Records from a data collection
########################################

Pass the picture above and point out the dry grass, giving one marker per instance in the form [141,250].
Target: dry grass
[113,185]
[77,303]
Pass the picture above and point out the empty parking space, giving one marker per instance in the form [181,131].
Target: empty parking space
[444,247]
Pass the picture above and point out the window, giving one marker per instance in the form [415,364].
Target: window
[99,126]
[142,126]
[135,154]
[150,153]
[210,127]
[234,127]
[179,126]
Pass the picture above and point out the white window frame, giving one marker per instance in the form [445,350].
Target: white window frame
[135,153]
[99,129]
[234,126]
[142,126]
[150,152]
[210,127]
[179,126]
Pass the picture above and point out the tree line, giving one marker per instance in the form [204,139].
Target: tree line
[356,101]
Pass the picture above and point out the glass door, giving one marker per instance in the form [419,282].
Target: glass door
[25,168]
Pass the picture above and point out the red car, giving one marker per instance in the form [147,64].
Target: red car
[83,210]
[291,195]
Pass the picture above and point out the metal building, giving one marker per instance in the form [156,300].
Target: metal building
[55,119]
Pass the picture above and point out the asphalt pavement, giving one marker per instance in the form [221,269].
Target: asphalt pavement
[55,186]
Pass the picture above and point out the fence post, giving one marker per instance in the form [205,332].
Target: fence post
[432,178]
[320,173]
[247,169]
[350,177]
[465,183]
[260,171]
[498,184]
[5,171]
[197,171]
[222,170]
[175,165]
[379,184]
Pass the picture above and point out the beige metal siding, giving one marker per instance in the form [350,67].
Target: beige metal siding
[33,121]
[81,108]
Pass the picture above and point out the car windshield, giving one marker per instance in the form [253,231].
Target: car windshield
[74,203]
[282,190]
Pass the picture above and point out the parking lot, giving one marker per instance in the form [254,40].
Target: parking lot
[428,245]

########################################

- **Task requirements**:
Output the data above line for line, with no changes.

- **Written response**:
Pass the picture above and point out the dry grass, giving one marker per instance in the form [141,250].
Target: dry grass
[113,185]
[77,303]
Pass the picture above and point out the empty parking space, giving one marker per instance in the form [181,131].
Target: empty parking space
[444,247]
Pass the picture above and point out the window, giving one marker per instance in the form [415,364].
Target: window
[99,126]
[142,126]
[135,154]
[150,153]
[210,127]
[234,127]
[179,126]
Pass the picture above and point out the white window frame, giving one marker per instance in the form [445,350].
Target: white window frame
[135,153]
[99,129]
[234,126]
[142,126]
[150,152]
[210,127]
[179,126]
Pass the picture above and point out the tree line, giving one marker per instance in the form [204,139].
Target: tree line
[356,101]
Pass the picture above and point out the glass door, giving one marker per instance in the form [419,282].
Target: glass door
[25,168]
Pass the picture above and point out the red car, giving one marker per instance in the form [147,64].
Target: red car
[83,210]
[291,195]
Pass the picture above and point out the metal building, giving one marker per instance in the form [156,300].
Target: metal building
[55,119]
Pass the picture above and point out the asphalt pavement, giving one marker per instance in the form [221,269].
Target: asphalt pavement
[55,186]
Pass the picture above and point out the fence post, giving one marker per instance in the form [205,332].
Target: fence post
[432,178]
[320,173]
[247,169]
[350,177]
[465,183]
[260,171]
[498,184]
[5,171]
[197,171]
[222,170]
[175,165]
[379,184]
Pass the picture above and point out the beige metal siding, giving one marker per instance in the form [350,67].
Target: beige metal siding
[33,121]
[81,108]
Pass the picture above and point out the car windshield, giving one marker per instance in the form [253,231].
Target: car windshield
[74,203]
[282,190]
Pass the picture above and point out the parking lot, giving one marker per instance in the form [254,40].
Target: parking lot
[428,245]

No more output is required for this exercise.